Please rewrite all the records below, changing every "Put a dot on" to "Mark" and keeping everything else the same. Leave the pictures out of your answer.
-*-
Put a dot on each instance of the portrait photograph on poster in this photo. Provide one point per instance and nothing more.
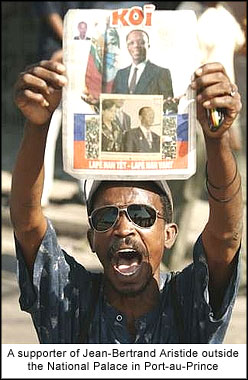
(128, 108)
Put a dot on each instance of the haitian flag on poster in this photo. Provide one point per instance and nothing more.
(89, 102)
(102, 61)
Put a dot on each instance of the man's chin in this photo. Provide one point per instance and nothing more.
(129, 288)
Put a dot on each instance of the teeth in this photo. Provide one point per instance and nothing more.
(121, 268)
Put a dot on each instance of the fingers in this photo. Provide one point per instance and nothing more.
(44, 77)
(215, 90)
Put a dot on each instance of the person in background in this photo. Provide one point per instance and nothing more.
(111, 131)
(82, 29)
(219, 36)
(142, 139)
(143, 76)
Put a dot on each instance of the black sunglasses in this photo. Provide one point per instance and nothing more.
(104, 218)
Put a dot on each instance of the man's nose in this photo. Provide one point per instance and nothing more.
(123, 226)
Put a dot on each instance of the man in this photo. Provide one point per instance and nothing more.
(143, 76)
(142, 139)
(131, 225)
(121, 117)
(82, 29)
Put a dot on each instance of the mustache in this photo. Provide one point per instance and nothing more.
(129, 242)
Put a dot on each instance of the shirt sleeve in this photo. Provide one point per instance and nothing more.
(58, 292)
(201, 324)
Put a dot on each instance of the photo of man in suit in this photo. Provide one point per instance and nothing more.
(82, 30)
(142, 139)
(143, 76)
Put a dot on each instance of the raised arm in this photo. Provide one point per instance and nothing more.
(222, 234)
(37, 94)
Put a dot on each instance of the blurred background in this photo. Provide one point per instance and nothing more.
(21, 34)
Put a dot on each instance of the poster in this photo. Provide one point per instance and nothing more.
(128, 109)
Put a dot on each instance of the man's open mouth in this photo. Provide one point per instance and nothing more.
(127, 261)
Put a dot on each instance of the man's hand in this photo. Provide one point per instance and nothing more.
(37, 91)
(214, 90)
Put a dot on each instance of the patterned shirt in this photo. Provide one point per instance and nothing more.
(60, 294)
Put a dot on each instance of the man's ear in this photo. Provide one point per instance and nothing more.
(171, 230)
(90, 237)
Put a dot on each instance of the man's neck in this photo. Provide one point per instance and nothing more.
(134, 306)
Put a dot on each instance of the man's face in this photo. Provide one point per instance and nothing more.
(137, 44)
(130, 255)
(82, 27)
(147, 117)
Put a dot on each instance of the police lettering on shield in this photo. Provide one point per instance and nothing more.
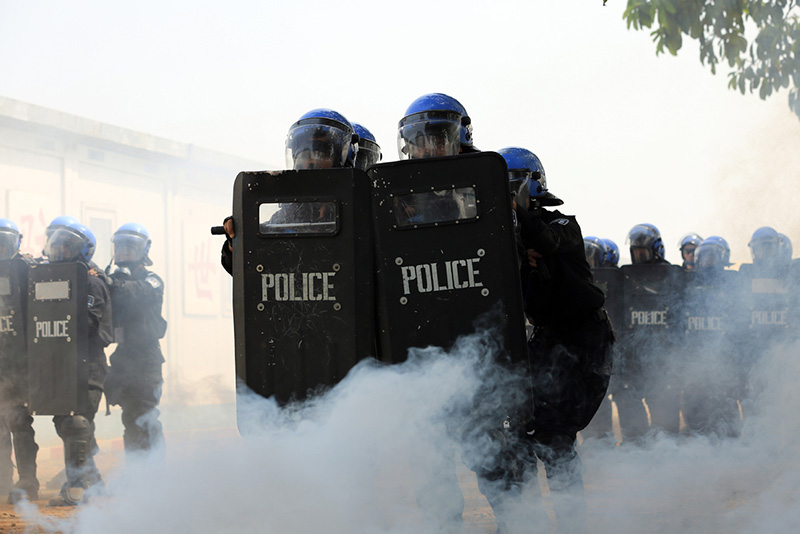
-*-
Exercise answer –
Mark each instance of the portrait photograph on poster in this photo. Provide one point per instance and nothing more.
(128, 108)
Mark each instance of the haitian flag on poster in this photo. Provide one point per instance and nothing more.
(89, 102)
(102, 61)
Mark each instance of the man's chin in this photo. Provide one point per instance and nothing more.
(129, 288)
Mark each instance of the teeth in this photo. Provide one point per instance and nothing more.
(121, 268)
Mark each instance of the fingers in this photo. Provide one point per instance and nothing more.
(44, 77)
(215, 90)
Mark each instance of the person in background in this photo. Provide one point per instance and nothing more.
(111, 131)
(82, 29)
(219, 36)
(142, 139)
(143, 76)
Mark each instance of the black sunglasses in this photo. Provide one point per instance and nothing more.
(104, 218)
Mark each instance of the man's nose in this photo. Provide one point per instance and nothing more.
(123, 226)
Mark each instance of the man in this photo. Provide one point per instance and nothing more.
(143, 76)
(142, 139)
(131, 225)
(121, 117)
(82, 29)
Mark each instance of the mustache in this photo. Provide one point per instance and nothing more.
(129, 242)
Mark each instance of the shirt sleeve in this photo. Provide one point per instance and nothing more.
(58, 292)
(201, 324)
Mark each instance of the photo of man in suit in this photo. Provide one point per instance and nothing more.
(82, 30)
(142, 139)
(143, 76)
Mark each instance of the raised arm in this photo. Provide one point per instance and nothing more.
(222, 234)
(37, 94)
Mark each instance of the blurred background in this photo. Provide one point per instance and nothing more.
(21, 34)
Mark each instance of the poster in this photo. Provide one point per instance and nothing more.
(128, 109)
Mark each instance of the man's open mouth in this photo. Provide one point per instance and nothing more.
(127, 261)
Mark each instance of the man's hand in this photo. Provide one point per instance and nothing more.
(37, 91)
(214, 90)
Mark each instance of the patterned shirt in this photo. Provide one point per instance and nothing more.
(60, 294)
Mark each instance of the man's ear in this photo. Provide one point per instance and nothing more.
(171, 230)
(90, 237)
Mark each instance of the man's neck in this photo. Provide one point per instance and nothing more.
(134, 306)
Mark each instance of the man's face in this photo. Provide one point per instance and nothing more.
(137, 44)
(130, 255)
(82, 27)
(147, 117)
Mark each instance of the police lettering on shield in this photo. Provide one point per instance and nothing more.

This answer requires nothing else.